[INSTRUCTIONS TO FOLLOW]: Please pull out each line of the listing that contains the string "item". Case counts.

[begin AVAILABLE RECORDS]

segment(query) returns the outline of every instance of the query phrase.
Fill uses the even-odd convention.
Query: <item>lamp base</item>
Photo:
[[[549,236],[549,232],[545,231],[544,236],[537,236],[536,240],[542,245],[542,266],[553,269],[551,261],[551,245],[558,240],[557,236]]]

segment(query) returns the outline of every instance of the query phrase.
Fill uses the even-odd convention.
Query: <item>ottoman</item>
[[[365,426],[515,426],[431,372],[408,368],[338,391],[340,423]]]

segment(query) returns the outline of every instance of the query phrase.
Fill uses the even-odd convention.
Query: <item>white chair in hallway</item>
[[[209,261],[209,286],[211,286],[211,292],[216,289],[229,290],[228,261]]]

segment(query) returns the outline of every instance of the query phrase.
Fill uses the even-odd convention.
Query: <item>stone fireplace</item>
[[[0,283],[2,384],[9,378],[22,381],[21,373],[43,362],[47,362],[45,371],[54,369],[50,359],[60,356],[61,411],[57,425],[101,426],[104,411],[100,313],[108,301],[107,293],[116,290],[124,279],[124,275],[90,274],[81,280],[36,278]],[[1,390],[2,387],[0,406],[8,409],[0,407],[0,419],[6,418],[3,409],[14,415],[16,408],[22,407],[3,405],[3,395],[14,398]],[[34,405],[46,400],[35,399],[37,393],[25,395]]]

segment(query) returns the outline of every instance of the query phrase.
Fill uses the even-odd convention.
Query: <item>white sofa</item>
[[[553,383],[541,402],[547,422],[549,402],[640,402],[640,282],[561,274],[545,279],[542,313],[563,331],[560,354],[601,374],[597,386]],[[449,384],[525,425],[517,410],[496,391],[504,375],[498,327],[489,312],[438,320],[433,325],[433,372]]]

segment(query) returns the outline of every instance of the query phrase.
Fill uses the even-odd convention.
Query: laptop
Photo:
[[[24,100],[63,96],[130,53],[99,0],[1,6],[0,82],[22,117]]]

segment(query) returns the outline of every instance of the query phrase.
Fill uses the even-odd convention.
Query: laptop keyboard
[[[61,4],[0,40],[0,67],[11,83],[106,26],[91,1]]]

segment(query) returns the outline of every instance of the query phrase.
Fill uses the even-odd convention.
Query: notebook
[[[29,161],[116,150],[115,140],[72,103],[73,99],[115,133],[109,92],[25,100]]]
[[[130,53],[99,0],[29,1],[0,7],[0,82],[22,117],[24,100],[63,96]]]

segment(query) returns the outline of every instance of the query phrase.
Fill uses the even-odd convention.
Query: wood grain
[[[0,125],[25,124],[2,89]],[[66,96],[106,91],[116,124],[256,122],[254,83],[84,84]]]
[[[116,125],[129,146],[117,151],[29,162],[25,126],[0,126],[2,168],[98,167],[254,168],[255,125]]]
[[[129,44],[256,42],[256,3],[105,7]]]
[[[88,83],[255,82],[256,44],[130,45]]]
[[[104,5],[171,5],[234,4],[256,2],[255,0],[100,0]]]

[end AVAILABLE RECORDS]

[ANSWER TO THIS EXERCISE]:
Query: <item>lamp base</item>
Query: <item>ottoman</item>
Query: <item>white chair in hallway</item>
Query: <item>stone fireplace</item>
Query: <item>white sofa</item>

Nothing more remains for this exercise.